Excerpt from a dataset
——

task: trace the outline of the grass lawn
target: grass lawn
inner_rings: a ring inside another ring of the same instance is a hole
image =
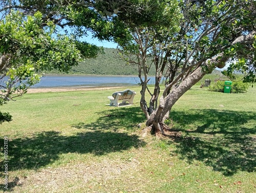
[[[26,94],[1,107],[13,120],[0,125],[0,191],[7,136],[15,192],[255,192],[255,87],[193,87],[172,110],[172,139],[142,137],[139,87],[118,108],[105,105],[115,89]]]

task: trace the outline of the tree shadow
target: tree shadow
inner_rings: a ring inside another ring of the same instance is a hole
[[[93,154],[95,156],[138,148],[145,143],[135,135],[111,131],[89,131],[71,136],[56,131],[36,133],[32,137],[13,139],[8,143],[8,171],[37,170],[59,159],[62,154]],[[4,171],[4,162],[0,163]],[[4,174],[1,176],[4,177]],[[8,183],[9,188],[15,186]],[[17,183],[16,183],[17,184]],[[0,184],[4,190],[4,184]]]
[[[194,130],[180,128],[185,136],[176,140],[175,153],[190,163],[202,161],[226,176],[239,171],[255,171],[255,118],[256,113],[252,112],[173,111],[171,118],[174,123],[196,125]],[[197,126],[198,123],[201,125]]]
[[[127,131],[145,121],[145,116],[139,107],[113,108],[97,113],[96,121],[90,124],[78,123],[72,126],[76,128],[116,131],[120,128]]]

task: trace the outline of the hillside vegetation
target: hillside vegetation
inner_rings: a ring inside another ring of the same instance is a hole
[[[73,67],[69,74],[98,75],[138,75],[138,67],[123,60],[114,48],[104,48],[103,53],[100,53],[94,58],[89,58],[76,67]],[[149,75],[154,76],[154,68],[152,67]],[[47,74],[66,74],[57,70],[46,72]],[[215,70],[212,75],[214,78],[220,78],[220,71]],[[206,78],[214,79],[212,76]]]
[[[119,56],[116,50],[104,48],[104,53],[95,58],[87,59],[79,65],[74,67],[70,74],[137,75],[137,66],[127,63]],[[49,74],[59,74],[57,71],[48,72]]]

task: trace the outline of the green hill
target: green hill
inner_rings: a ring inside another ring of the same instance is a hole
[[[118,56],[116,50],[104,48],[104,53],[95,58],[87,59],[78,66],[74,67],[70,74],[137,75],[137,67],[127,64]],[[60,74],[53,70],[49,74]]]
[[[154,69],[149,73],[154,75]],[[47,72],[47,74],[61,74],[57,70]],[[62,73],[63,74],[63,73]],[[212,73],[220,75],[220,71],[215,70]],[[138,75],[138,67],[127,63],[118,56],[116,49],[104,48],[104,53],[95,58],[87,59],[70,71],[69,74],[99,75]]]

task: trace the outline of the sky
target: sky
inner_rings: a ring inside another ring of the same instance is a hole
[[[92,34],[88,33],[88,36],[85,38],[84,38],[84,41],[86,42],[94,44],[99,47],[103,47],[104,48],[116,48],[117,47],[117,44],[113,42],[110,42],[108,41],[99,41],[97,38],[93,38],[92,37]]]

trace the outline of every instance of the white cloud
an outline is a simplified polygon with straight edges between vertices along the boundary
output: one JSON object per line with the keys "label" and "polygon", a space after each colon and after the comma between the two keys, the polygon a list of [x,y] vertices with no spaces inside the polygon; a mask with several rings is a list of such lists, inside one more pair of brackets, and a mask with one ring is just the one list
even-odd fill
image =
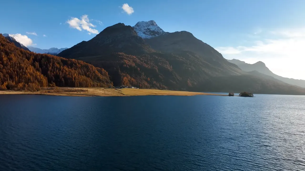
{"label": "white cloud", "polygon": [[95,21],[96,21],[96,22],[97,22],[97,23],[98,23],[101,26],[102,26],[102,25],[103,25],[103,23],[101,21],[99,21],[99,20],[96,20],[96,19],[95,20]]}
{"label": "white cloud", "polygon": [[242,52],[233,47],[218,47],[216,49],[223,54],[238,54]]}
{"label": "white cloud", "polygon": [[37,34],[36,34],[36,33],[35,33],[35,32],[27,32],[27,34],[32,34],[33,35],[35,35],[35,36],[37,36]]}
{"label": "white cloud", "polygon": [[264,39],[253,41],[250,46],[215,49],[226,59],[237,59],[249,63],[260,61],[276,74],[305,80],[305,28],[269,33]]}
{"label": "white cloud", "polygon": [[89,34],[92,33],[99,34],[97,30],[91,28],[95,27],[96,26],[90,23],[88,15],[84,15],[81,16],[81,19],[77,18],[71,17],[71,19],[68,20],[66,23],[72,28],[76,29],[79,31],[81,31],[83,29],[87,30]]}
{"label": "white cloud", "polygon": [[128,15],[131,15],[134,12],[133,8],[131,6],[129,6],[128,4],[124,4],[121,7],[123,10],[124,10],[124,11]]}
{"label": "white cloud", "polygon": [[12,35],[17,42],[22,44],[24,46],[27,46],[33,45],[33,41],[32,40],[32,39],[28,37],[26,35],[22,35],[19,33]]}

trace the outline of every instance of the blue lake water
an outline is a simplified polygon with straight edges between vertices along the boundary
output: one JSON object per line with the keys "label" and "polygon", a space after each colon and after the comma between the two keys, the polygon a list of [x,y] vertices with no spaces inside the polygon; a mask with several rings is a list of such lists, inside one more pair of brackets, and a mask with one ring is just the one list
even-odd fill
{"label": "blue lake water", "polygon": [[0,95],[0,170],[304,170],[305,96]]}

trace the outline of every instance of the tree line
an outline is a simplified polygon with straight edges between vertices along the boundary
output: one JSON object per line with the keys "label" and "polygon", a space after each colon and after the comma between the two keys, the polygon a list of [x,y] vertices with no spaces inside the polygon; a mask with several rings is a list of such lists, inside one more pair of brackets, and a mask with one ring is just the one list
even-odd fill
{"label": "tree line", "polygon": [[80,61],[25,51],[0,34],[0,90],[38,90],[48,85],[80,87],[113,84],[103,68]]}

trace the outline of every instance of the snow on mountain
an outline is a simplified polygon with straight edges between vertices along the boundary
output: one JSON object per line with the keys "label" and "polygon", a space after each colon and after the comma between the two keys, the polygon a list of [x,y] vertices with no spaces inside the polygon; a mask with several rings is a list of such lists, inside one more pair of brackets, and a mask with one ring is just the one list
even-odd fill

——

EXERCISE TASK =
Reproduce word for word the stretch of the records above from the line containing "trace the outline of every instance of the blue" through the end of the records.

EXERCISE ANSWER =
trace the outline of every instance of the blue lake water
an outline is a simplified polygon with straight edges between vertices along the boundary
output: one JSON object per line with the keys "label" and "polygon", a space after each colon and after the comma between the two keys, the polygon a list of [x,y] vertices with no spaces inside the polygon; a mask with several rings is a list of such lists, inside one more pair of brackets, and a mask with one ring is just the one list
even-odd fill
{"label": "blue lake water", "polygon": [[0,95],[0,170],[304,170],[305,96]]}

trace the outline of every instance of the tree line
an outline is a simplified polygon with straight edges between vertices along the boundary
output: one JSON object per line with the keys "label" and "polygon", a space after each colon and after the comma between the two keys, the polygon a list of [x,y] vertices with no spaces inside the polygon; a mask with several rings is a list of such lists, inside one more pair of brackets, and a mask with one ring is just the one list
even-odd fill
{"label": "tree line", "polygon": [[80,61],[25,51],[0,34],[0,90],[38,90],[48,85],[80,87],[113,84],[103,68]]}

trace the outline of every instance of the snow on mountain
an outline is a simplified polygon with straight edges between vertices along the boundary
output: one JSON object per line with the keys "label" and "polygon", a space after each colon and after the comma between the two keys, the polygon a list of [x,y] vertices with no spaces inside the polygon; a mask with several rings is a list of such lists, inside one more pair of brackets, and a mask with one ring is just the one list
even-odd fill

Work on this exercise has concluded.